Stored dataset items

------------------------

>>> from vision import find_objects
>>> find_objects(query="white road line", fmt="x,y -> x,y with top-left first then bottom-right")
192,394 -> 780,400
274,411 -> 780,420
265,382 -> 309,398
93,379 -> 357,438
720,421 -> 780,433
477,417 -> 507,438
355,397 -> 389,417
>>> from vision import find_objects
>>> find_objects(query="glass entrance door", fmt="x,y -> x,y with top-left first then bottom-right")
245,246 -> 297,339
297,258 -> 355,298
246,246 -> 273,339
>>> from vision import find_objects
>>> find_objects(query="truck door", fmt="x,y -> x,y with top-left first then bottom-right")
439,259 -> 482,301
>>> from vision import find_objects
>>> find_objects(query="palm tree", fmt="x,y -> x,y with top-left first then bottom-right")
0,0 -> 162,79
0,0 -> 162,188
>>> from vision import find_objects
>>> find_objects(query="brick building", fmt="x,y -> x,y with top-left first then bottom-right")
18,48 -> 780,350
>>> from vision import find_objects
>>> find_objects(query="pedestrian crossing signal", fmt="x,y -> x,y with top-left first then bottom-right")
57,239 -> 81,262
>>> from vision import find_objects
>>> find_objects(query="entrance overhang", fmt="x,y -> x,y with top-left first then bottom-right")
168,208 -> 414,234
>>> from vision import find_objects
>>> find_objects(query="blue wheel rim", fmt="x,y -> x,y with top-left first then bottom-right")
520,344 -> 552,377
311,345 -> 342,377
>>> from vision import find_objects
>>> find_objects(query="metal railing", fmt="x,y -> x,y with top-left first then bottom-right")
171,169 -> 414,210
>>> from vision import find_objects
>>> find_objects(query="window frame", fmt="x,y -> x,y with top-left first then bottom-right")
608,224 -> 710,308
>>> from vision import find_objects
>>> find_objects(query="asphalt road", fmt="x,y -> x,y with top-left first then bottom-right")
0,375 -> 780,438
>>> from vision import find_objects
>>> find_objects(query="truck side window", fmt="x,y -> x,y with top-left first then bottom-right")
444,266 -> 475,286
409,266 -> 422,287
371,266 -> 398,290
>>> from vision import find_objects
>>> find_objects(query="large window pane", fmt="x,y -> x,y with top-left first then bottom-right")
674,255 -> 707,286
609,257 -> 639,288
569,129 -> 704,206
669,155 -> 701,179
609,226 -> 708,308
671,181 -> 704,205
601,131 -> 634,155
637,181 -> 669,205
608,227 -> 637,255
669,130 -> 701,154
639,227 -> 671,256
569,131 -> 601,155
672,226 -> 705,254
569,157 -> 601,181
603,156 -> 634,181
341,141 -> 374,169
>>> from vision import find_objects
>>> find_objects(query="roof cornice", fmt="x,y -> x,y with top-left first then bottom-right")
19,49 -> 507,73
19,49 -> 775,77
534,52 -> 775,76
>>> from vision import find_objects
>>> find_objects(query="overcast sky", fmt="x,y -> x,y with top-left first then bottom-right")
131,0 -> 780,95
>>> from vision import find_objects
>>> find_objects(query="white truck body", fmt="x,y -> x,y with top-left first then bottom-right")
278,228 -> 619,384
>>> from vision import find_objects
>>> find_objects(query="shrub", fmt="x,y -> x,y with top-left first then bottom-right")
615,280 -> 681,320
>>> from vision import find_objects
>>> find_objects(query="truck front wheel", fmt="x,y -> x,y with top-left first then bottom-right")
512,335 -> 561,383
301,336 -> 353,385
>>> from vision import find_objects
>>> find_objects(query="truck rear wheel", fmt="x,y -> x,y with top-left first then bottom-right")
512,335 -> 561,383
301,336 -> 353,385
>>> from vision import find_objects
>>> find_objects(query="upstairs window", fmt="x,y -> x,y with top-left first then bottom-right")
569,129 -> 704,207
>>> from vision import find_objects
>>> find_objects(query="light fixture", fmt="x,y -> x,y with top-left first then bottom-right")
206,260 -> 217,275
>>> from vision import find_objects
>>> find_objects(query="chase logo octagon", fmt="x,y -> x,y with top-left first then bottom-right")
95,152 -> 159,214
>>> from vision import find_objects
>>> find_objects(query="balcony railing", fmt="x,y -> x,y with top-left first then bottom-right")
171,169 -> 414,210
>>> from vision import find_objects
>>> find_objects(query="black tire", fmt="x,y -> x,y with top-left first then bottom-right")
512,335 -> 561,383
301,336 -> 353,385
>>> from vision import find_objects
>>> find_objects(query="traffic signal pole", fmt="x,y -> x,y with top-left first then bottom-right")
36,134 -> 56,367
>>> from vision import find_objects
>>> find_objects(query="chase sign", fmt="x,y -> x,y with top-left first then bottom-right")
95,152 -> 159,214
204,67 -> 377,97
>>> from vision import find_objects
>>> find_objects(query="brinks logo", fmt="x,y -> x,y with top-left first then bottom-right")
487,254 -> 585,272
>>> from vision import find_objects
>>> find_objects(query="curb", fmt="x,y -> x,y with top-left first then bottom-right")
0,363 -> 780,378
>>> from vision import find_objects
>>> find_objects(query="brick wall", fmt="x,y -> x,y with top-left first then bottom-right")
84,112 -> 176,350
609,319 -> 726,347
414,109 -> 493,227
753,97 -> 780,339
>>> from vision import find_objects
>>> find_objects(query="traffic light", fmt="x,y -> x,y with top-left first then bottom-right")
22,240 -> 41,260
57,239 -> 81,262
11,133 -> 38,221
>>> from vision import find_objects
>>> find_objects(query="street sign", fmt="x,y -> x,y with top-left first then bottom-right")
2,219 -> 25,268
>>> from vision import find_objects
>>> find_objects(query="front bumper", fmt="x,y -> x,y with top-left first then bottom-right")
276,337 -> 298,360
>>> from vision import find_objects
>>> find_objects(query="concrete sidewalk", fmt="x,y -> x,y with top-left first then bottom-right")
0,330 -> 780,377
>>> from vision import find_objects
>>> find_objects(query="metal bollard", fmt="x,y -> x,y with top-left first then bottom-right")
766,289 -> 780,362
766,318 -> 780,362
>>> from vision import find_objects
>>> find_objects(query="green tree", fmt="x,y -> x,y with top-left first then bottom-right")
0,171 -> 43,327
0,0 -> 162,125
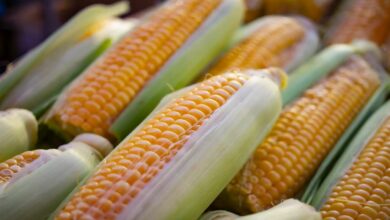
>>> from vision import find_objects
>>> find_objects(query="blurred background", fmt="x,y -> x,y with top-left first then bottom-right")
0,0 -> 163,73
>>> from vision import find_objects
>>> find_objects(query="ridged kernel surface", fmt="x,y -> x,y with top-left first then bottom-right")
326,0 -> 390,44
53,0 -> 221,137
321,118 -> 390,220
215,55 -> 379,213
57,73 -> 248,219
0,151 -> 40,185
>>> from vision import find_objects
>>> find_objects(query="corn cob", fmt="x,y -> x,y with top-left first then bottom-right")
50,69 -> 285,219
46,0 -> 243,140
325,0 -> 390,45
0,3 -> 134,116
0,109 -> 38,162
263,0 -> 333,21
203,16 -> 319,76
282,41 -> 384,107
0,134 -> 112,220
382,34 -> 390,71
216,57 -> 379,213
312,102 -> 390,220
199,199 -> 321,220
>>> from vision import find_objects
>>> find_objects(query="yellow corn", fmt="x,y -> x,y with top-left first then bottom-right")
321,117 -> 390,220
215,57 -> 379,213
46,0 -> 221,137
325,0 -> 390,44
52,71 -> 283,219
207,17 -> 305,76
244,0 -> 263,22
0,151 -> 39,186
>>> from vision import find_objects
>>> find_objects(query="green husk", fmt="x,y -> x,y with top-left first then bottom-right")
300,72 -> 390,204
110,0 -> 244,140
0,134 -> 112,220
199,199 -> 321,220
0,109 -> 38,162
0,3 -> 132,115
310,101 -> 390,209
51,71 -> 281,219
282,41 -> 378,104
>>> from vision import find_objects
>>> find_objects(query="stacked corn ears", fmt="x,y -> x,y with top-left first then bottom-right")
0,0 -> 390,220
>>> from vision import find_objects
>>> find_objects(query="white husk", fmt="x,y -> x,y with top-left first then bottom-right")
118,71 -> 281,219
0,18 -> 134,109
200,199 -> 321,220
0,134 -> 111,220
0,109 -> 38,162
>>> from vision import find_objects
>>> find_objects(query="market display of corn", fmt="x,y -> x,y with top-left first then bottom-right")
0,0 -> 390,220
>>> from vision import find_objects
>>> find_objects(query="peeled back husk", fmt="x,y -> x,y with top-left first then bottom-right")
199,199 -> 321,220
0,3 -> 135,116
52,71 -> 285,219
110,0 -> 244,140
0,134 -> 112,220
0,109 -> 38,162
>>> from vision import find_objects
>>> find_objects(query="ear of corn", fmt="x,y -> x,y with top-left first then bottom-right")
215,56 -> 380,213
0,3 -> 133,115
201,16 -> 319,79
0,134 -> 112,220
282,41 -> 380,104
325,0 -> 390,45
51,69 -> 285,219
312,101 -> 390,220
42,0 -> 243,140
0,109 -> 38,162
300,80 -> 390,203
200,199 -> 321,220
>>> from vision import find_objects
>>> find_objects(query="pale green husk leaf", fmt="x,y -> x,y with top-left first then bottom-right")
0,136 -> 112,220
199,199 -> 321,220
311,101 -> 390,209
118,72 -> 281,219
0,3 -> 133,115
110,0 -> 244,140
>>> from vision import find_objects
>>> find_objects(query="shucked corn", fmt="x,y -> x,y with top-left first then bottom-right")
51,69 -> 283,219
216,57 -> 379,213
44,0 -> 240,139
325,0 -> 390,45
312,102 -> 390,220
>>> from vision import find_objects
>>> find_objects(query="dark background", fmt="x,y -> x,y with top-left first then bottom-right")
0,0 -> 162,74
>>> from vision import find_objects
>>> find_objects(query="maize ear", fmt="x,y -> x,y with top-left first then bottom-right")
0,3 -> 134,116
216,56 -> 380,213
263,0 -> 333,21
45,0 -> 243,140
312,101 -> 390,220
206,16 -> 319,76
0,109 -> 38,162
200,199 -> 321,220
50,69 -> 285,219
0,134 -> 112,220
325,0 -> 390,45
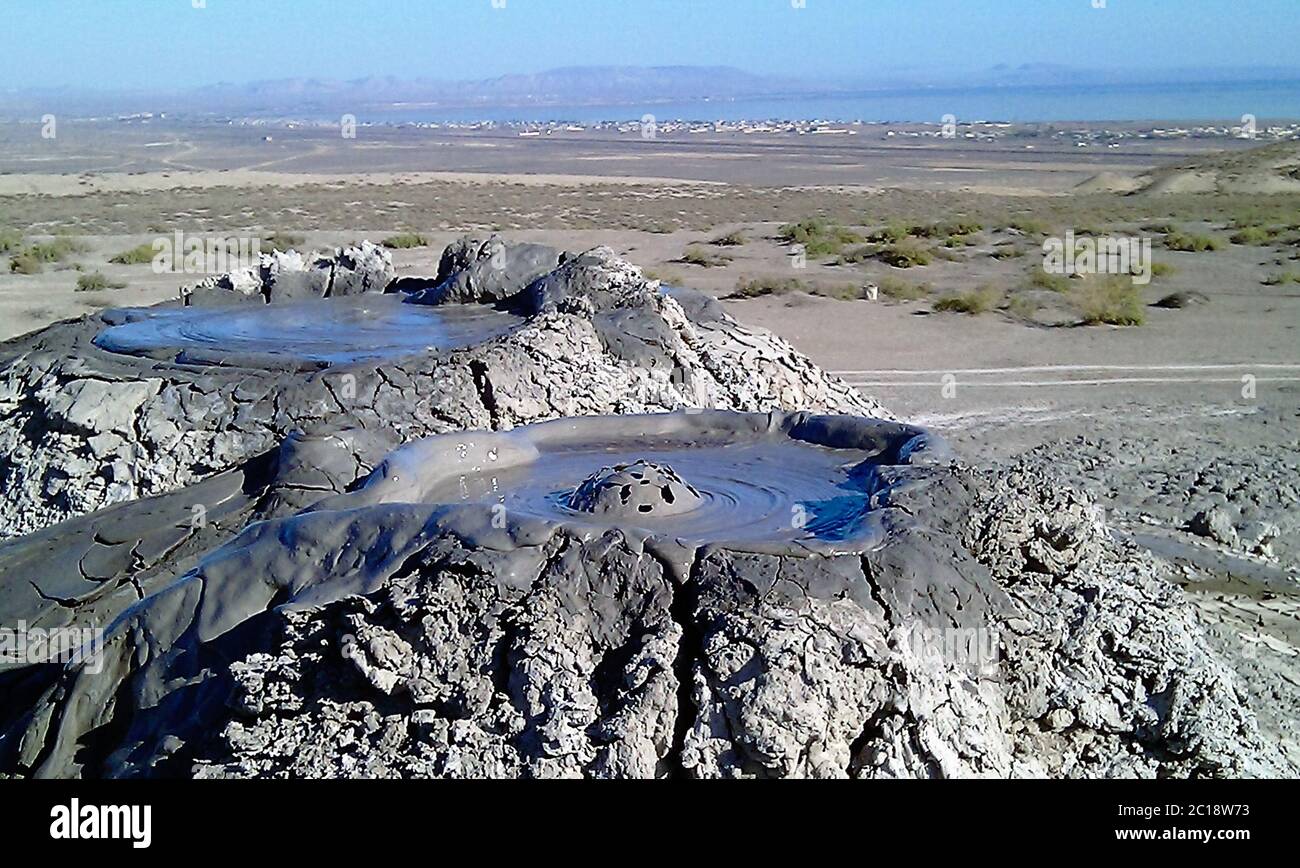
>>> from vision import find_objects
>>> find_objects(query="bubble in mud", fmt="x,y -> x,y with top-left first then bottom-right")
568,460 -> 702,518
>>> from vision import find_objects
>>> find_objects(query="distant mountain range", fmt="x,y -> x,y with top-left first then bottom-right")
0,64 -> 1300,117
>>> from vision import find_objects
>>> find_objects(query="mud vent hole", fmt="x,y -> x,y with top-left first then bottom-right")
568,460 -> 703,516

------------------------

- **Goal**: Report every line above that contains the word "chase", copying each one in full. Matches must have the same case.

- **Solution for this exercise**:
>>> find_objects(query="chase logo octagon", fmt="x,y -> x,y with top-left first then bottom-right")
>>> find_objects(query="chase sign", fmt="x,y -> x,y with top-left first then bottom-right")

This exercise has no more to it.